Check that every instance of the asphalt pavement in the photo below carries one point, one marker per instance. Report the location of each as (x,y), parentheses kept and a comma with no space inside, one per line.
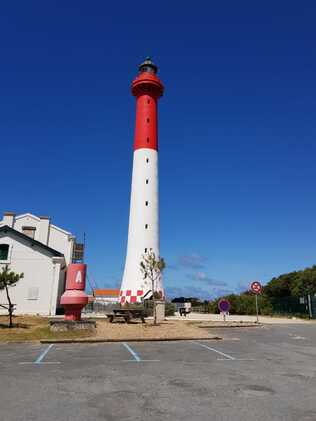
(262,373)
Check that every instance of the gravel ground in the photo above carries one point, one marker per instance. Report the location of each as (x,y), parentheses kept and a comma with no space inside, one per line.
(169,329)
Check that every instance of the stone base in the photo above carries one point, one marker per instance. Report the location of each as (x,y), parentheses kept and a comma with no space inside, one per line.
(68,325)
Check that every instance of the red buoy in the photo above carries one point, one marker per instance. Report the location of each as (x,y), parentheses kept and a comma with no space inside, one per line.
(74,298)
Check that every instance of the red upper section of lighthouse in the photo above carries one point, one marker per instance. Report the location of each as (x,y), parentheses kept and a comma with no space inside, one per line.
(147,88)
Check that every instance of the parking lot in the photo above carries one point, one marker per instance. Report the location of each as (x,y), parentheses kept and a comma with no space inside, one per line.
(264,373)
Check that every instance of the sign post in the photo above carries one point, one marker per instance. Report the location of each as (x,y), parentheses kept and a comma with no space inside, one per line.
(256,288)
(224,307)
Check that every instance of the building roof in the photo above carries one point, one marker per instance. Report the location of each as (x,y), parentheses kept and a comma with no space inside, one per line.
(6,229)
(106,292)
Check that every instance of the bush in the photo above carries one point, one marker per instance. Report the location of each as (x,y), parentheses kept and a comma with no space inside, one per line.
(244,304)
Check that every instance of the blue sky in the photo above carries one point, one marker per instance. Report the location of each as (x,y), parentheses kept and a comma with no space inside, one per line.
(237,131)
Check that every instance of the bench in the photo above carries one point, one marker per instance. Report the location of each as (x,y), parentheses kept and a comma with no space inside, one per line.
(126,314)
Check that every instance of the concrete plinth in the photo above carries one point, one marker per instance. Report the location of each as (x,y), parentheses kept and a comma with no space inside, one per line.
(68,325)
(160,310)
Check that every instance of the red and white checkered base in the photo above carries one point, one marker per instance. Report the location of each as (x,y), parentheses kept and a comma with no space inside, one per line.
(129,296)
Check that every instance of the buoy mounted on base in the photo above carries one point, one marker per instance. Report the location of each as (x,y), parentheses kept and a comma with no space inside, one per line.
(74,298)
▬▬▬▬▬▬▬▬▬▬
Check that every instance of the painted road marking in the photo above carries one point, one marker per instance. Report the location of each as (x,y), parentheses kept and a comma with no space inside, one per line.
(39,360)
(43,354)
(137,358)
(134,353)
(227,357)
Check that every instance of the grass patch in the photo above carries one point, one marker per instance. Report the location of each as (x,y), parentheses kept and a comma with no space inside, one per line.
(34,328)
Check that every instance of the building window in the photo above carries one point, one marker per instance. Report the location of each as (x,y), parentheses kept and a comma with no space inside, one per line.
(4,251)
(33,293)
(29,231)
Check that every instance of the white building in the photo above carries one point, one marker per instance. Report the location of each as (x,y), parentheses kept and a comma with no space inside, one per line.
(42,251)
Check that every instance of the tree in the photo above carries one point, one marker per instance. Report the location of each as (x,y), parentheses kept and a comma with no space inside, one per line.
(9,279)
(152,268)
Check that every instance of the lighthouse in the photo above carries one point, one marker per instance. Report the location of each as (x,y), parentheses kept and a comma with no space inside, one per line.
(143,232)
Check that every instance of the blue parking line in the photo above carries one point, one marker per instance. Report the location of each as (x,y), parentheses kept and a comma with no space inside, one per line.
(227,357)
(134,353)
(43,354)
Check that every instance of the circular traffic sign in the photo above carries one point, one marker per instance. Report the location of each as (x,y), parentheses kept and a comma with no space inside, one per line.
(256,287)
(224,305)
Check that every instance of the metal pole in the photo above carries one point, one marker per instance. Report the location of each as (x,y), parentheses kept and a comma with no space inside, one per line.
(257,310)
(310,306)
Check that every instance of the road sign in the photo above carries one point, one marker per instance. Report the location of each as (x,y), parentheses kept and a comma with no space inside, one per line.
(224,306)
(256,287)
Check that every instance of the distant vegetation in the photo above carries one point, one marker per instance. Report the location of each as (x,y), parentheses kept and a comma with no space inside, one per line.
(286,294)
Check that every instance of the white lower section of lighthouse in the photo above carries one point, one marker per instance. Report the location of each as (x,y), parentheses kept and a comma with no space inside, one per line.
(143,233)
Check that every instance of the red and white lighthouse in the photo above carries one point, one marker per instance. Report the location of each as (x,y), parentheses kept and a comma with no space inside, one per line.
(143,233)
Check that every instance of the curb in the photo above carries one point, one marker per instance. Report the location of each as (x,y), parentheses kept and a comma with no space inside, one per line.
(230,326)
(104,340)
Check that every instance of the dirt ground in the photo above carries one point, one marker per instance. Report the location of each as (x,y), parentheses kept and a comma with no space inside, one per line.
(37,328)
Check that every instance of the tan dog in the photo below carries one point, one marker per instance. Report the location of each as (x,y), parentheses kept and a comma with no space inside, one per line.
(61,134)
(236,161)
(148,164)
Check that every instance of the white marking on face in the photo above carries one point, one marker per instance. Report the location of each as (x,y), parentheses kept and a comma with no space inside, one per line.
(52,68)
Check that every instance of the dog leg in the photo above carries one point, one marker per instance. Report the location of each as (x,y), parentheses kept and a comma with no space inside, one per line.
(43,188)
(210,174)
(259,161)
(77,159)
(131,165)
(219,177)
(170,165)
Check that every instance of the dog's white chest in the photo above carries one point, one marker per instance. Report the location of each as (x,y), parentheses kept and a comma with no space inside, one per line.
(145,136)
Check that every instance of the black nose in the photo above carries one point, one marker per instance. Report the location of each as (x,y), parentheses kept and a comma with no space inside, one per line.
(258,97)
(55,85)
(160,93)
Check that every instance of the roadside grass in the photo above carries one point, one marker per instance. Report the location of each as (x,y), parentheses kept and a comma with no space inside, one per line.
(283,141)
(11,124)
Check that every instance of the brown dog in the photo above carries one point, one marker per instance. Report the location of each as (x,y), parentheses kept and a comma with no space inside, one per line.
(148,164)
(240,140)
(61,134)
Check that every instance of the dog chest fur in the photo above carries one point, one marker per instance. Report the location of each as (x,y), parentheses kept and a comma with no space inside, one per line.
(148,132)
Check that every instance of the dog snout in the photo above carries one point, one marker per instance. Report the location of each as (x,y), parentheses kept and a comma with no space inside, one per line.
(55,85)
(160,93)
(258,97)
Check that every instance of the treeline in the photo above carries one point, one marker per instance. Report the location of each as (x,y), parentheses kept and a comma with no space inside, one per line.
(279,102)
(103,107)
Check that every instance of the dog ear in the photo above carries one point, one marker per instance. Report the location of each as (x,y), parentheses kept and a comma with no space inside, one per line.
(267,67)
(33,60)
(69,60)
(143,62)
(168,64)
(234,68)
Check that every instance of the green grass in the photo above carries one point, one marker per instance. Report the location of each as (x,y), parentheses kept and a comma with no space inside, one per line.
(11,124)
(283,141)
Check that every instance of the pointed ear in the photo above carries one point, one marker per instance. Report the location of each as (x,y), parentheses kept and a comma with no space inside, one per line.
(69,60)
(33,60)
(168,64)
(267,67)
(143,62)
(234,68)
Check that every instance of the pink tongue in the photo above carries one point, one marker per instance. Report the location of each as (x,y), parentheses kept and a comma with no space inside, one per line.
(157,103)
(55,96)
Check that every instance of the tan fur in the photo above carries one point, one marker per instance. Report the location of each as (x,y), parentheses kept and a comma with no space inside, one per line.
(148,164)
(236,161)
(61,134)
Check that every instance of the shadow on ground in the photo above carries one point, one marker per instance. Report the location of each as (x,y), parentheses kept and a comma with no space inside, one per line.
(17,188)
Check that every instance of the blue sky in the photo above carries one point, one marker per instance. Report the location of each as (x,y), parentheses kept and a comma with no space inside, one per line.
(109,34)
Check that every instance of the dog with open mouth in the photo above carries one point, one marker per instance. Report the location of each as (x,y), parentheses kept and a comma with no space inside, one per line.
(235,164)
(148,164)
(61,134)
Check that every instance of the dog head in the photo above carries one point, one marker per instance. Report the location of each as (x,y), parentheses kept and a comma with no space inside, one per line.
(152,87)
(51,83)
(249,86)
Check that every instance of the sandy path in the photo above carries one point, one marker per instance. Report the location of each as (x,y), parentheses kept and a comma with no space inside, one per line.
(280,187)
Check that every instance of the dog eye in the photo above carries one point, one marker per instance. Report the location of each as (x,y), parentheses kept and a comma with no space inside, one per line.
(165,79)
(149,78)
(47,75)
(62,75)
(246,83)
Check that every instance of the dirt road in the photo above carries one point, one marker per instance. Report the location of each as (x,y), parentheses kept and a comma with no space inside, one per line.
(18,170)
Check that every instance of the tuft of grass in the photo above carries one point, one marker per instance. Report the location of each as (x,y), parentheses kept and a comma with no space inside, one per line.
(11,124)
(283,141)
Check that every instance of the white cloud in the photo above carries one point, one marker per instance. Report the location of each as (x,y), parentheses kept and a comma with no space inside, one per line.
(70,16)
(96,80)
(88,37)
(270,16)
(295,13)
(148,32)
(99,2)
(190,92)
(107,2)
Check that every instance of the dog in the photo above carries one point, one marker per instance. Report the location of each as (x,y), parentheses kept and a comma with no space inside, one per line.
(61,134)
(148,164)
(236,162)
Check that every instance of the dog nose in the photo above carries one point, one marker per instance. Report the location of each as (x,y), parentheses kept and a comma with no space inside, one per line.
▬▬▬▬▬▬▬▬▬▬
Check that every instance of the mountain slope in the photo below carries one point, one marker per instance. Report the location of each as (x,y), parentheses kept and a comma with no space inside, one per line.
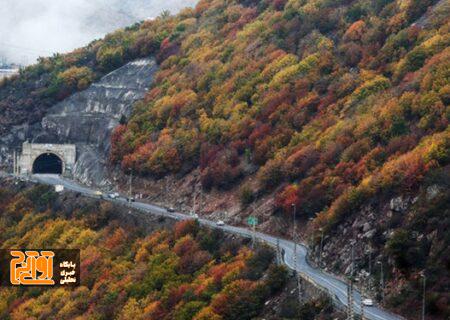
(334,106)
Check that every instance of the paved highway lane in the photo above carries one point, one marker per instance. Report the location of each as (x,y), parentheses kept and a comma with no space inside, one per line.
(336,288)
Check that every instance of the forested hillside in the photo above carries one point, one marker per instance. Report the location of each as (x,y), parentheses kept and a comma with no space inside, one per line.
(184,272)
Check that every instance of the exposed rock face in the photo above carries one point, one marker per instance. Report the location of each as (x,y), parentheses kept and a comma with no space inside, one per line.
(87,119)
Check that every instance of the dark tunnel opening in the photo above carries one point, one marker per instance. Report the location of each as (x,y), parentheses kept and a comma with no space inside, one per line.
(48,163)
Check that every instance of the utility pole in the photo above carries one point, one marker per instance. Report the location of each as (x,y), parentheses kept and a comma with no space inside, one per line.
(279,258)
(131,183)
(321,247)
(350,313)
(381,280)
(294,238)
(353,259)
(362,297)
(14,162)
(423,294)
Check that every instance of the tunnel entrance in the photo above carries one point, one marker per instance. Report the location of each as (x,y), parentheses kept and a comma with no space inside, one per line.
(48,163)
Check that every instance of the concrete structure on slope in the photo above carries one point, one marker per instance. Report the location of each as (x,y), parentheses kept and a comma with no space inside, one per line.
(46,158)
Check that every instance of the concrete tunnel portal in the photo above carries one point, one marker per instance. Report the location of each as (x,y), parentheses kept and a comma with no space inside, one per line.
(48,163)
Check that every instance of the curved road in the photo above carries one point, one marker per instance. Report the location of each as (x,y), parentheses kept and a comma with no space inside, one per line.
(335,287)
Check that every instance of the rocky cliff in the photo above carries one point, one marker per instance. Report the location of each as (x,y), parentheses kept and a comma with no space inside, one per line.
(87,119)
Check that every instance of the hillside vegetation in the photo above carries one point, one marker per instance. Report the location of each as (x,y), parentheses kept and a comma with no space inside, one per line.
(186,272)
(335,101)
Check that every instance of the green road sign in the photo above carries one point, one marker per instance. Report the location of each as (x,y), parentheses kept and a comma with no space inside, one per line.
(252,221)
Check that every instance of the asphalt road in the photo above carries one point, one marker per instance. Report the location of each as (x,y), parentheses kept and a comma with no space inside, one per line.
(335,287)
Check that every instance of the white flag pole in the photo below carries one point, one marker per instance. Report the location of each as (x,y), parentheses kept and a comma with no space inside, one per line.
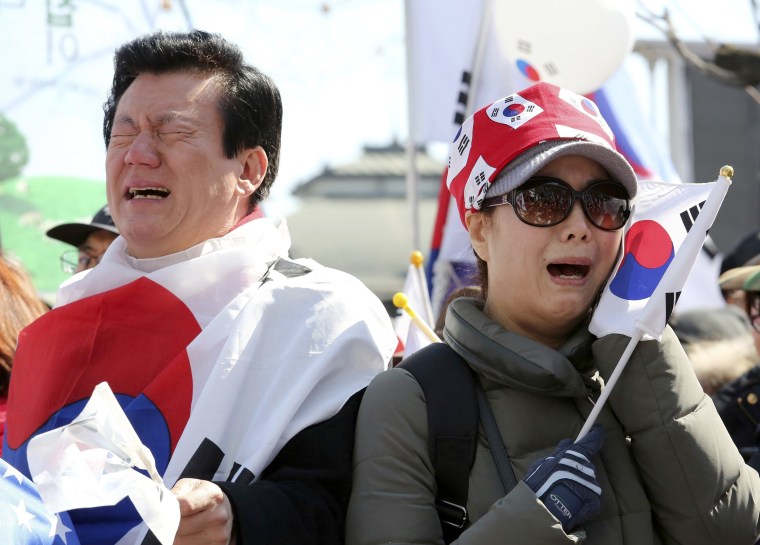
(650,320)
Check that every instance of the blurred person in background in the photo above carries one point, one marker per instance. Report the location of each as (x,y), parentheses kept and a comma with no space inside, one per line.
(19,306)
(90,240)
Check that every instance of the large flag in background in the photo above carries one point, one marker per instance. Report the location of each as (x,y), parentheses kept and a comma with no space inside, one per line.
▬▬▬▬▬▬▬▬▬▬
[Problem details]
Show each line of the material above that contains the word "buoy", with case counting.

[Solved exercise]
Check that every instance of the red buoy in the photo above carries one point, one marker per instance. Report the location of each as (x,y), parentheses kept and a comma with no space inside, one per line.
Check that every instance of the buoy mounted on base in the photo above carries one point, one marker per instance. Report the location of each as (x,y), parentheses kept and a comma with no space inside, one per line.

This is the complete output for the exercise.